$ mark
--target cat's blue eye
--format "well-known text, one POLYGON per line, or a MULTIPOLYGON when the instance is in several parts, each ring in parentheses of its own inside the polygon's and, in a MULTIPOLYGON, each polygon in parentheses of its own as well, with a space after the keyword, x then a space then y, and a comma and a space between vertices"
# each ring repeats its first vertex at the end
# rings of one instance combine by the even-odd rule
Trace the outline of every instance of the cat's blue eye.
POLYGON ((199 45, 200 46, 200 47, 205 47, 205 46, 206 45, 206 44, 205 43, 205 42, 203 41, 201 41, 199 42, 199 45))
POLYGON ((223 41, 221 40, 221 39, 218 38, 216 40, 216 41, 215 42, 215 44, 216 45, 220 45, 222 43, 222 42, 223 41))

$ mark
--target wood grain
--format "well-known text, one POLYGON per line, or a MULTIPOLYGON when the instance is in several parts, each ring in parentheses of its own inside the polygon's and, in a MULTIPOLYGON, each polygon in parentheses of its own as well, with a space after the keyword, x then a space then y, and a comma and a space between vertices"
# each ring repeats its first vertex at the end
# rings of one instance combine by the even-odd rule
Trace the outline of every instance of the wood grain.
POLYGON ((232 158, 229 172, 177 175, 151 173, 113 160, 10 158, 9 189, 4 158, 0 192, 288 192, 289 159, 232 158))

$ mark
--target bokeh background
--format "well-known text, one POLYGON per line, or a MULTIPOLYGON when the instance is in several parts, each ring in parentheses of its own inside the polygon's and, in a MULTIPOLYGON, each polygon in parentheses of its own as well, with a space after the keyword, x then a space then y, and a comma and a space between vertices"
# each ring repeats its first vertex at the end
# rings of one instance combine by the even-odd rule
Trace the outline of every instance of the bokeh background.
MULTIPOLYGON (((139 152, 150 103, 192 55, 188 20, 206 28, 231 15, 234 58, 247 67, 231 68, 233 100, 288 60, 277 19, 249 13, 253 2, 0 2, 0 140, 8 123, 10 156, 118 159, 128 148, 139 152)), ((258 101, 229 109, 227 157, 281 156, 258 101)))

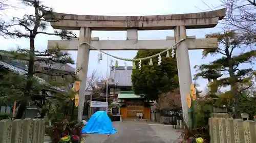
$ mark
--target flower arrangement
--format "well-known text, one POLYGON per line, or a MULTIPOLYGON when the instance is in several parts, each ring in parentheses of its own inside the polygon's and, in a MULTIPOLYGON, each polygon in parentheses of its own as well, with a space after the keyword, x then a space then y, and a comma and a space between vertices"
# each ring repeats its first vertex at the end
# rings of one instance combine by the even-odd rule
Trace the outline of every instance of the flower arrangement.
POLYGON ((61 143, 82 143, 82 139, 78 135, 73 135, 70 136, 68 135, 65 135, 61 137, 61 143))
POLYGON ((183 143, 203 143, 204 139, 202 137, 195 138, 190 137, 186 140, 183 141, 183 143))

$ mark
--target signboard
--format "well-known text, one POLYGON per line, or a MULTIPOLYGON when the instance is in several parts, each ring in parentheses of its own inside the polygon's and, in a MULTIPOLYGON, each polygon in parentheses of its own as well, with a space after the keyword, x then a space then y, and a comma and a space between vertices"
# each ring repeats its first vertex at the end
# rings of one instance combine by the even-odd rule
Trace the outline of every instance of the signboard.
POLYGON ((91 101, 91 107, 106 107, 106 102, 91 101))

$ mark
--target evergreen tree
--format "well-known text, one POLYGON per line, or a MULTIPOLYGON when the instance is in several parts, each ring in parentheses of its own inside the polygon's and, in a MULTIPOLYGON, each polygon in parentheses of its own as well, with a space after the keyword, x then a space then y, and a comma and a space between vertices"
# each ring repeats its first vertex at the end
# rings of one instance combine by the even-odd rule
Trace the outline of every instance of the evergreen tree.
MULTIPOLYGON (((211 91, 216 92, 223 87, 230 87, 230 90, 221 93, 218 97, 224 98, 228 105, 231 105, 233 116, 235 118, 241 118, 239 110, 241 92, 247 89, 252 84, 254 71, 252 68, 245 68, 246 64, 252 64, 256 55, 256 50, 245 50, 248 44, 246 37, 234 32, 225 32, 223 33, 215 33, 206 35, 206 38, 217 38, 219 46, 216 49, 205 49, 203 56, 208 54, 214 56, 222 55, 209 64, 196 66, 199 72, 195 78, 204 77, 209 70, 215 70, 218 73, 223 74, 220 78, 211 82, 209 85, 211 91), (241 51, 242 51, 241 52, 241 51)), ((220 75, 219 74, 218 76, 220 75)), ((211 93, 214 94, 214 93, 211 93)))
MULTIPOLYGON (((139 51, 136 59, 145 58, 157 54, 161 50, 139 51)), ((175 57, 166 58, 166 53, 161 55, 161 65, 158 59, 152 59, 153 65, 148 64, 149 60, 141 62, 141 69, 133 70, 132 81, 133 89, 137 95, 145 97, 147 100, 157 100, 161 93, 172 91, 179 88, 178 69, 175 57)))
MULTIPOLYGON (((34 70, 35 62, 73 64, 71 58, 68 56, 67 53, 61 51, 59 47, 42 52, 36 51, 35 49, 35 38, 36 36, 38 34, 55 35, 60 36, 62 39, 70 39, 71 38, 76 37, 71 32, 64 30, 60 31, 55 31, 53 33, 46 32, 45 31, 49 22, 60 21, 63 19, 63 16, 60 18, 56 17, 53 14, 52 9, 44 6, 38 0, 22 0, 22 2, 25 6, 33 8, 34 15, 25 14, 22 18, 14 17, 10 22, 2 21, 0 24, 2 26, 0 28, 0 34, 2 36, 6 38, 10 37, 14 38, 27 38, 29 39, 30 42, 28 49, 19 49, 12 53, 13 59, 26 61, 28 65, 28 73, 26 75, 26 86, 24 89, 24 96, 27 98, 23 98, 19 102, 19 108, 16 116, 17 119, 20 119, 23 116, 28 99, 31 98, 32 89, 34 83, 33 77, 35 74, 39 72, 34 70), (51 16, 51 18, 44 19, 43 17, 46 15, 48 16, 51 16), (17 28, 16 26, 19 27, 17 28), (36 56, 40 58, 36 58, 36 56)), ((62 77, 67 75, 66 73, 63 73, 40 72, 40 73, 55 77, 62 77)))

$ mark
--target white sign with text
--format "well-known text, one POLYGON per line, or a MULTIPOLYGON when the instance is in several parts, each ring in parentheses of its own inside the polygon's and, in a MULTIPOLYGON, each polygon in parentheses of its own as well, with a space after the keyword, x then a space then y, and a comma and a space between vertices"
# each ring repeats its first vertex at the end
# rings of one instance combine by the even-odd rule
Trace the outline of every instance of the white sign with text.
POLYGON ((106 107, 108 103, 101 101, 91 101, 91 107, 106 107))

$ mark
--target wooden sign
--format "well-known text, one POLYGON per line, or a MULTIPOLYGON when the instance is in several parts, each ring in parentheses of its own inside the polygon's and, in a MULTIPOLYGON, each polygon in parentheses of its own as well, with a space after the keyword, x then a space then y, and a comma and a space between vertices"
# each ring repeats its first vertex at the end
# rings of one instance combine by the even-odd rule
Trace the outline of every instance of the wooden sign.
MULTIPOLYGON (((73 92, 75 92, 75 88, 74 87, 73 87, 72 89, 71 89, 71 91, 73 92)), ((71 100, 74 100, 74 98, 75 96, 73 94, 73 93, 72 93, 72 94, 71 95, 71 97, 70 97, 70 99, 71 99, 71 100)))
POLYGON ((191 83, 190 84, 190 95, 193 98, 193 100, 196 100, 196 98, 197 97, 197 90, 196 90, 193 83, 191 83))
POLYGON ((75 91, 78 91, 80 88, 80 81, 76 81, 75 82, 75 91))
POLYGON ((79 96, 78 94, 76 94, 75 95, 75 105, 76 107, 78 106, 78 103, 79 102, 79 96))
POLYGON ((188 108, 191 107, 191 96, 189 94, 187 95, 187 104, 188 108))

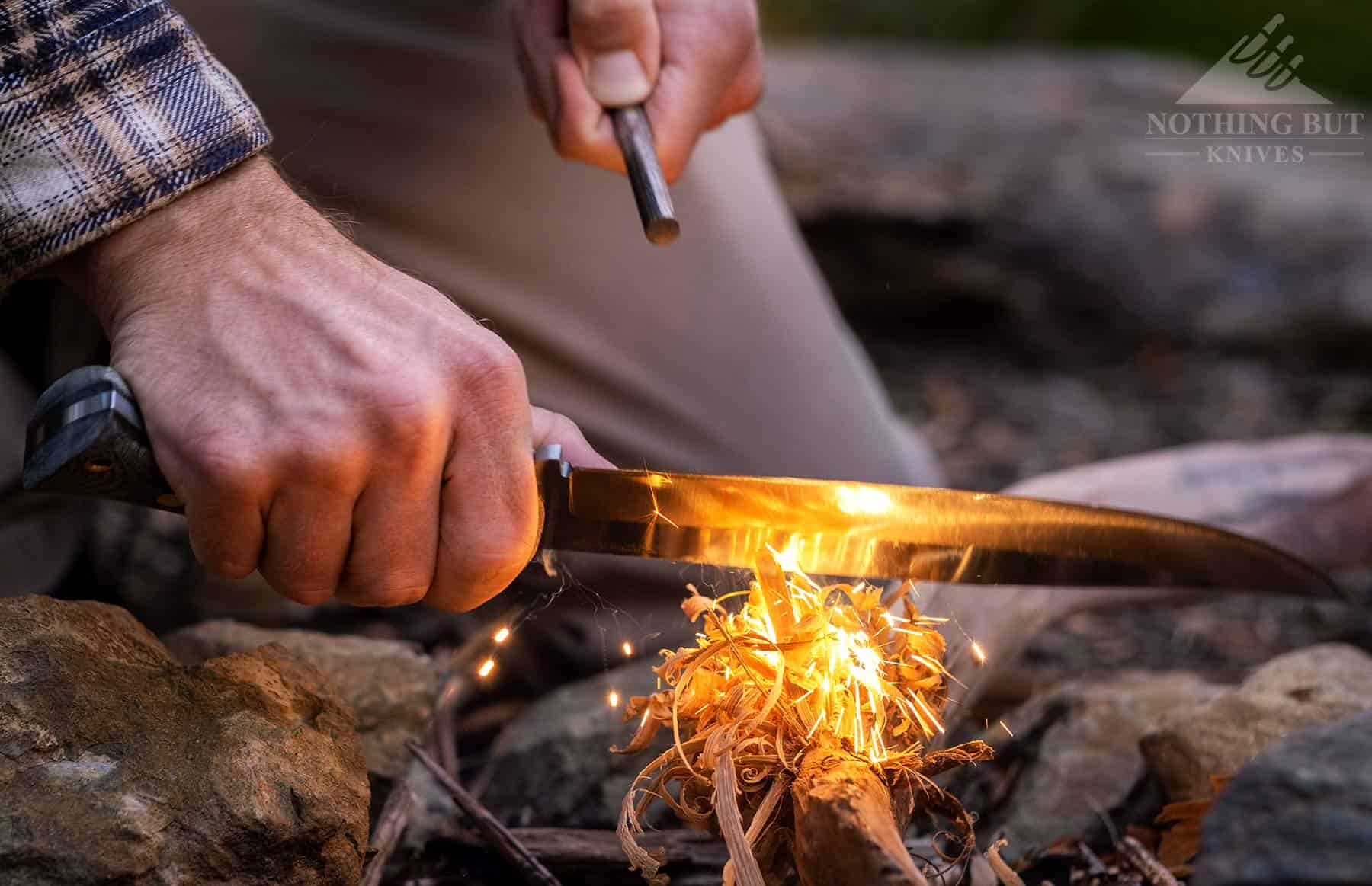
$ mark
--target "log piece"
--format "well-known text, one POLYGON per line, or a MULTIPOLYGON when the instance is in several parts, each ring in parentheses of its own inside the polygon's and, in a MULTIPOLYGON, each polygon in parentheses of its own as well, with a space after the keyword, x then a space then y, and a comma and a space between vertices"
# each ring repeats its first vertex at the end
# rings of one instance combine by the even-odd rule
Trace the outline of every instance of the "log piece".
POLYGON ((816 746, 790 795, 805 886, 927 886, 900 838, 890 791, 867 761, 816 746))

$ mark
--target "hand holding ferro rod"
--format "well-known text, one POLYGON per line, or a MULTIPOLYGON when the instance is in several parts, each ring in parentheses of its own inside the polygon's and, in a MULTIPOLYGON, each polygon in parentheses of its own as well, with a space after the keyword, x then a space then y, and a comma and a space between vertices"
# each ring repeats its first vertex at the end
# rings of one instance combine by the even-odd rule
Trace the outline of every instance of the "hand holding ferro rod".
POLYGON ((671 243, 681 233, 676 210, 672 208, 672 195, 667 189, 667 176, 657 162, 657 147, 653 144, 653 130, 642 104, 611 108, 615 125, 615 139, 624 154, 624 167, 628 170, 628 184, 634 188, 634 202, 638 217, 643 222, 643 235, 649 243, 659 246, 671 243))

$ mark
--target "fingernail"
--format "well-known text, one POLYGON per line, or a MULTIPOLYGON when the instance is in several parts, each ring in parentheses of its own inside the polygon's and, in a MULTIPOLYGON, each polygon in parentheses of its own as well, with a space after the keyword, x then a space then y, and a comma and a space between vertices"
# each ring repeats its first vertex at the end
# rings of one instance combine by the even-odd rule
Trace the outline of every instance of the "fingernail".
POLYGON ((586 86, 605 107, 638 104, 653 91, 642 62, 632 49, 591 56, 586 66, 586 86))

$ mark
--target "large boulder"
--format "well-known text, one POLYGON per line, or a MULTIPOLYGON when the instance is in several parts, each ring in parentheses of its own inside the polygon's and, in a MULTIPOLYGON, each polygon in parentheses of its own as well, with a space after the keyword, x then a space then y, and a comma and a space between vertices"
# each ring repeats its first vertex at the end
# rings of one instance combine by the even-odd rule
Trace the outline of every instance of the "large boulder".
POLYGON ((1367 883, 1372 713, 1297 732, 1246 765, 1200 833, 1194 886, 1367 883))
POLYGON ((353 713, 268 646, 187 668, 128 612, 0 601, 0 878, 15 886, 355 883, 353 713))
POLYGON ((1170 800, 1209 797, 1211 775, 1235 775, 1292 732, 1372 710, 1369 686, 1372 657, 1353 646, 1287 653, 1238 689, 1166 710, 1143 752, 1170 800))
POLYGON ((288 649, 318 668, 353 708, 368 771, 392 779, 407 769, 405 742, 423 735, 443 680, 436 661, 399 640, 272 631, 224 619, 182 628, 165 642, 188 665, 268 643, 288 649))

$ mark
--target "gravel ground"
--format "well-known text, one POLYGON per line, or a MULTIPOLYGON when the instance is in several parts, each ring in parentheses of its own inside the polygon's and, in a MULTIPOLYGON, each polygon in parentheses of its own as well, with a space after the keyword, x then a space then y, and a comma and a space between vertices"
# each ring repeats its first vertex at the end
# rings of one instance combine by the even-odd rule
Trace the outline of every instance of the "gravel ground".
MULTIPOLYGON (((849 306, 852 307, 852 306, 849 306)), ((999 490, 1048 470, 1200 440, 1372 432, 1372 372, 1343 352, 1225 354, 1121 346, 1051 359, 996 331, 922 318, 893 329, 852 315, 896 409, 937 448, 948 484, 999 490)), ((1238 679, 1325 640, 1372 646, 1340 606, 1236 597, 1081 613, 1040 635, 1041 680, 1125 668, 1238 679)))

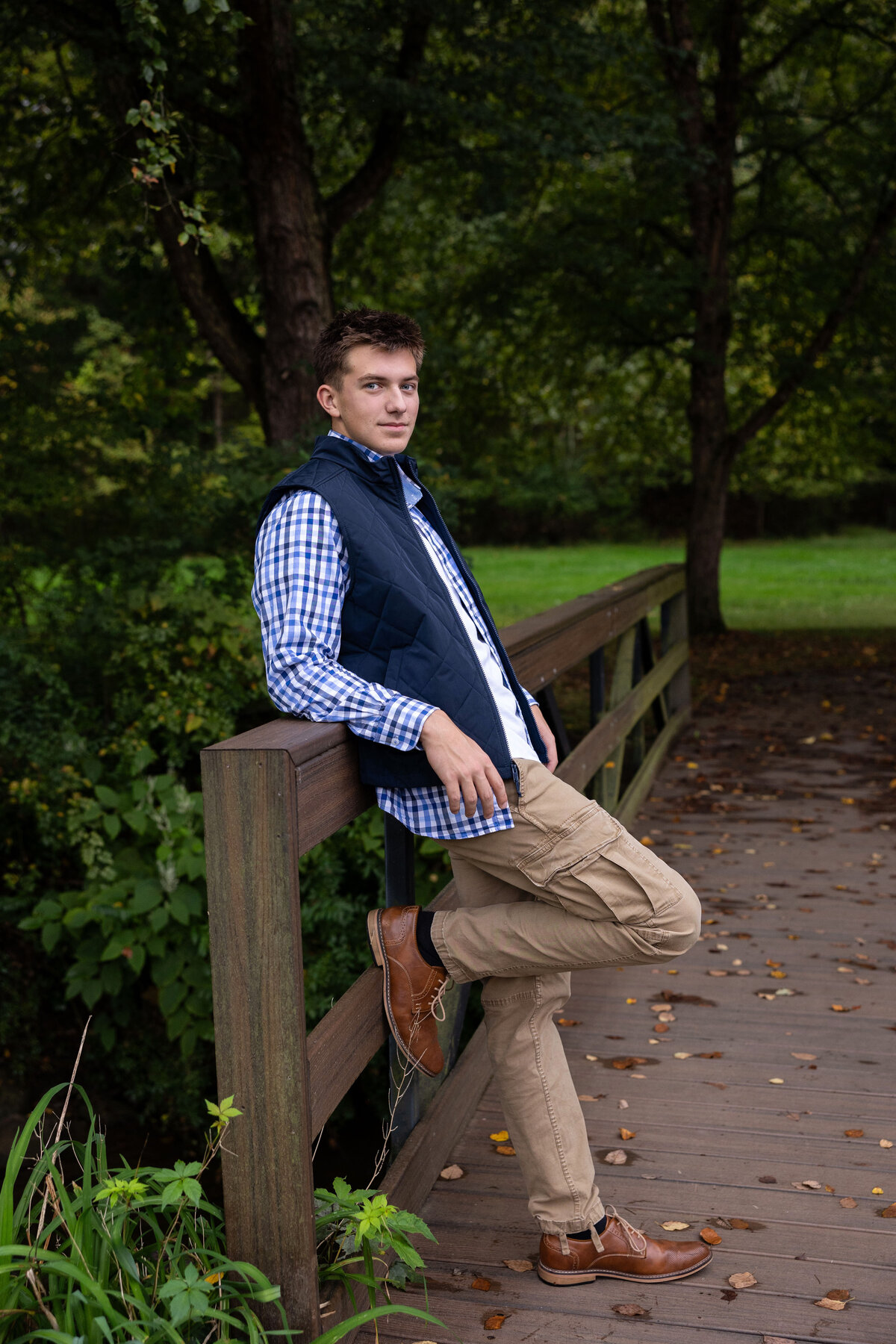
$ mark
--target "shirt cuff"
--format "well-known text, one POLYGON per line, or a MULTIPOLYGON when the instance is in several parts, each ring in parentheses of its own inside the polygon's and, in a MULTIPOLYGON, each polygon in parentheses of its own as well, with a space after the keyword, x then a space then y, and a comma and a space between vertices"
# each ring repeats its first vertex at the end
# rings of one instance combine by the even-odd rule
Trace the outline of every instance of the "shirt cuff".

------------

## [REQUIRED TASK]
Echo the entries above verbatim, from their first line up to and including the line containing "POLYGON ((223 41, 221".

## [ANSWER TO THIS EXERCISE]
$ mark
--target cat's blue eye
--format "well-known text, one POLYGON per line, or a MULTIPOLYGON when the instance is in several parts, each ring in parentheses of its own inside the polygon's and, in a MULTIPOLYGON, each polygon in parentheses of its own as well, with a space after the keyword, x then a space then y, and a comma and a space between vertices"
# each ring repeats its first vertex at the end
# rings of one instance combine by the even-odd rule
Trace the outline of every instance of the cat's blue eye.
POLYGON ((199 45, 200 46, 200 47, 205 47, 205 46, 206 45, 206 44, 205 43, 205 42, 203 41, 201 41, 199 42, 199 45))
POLYGON ((223 41, 221 40, 221 39, 218 38, 216 40, 216 41, 215 42, 215 44, 216 45, 220 45, 222 43, 222 42, 223 41))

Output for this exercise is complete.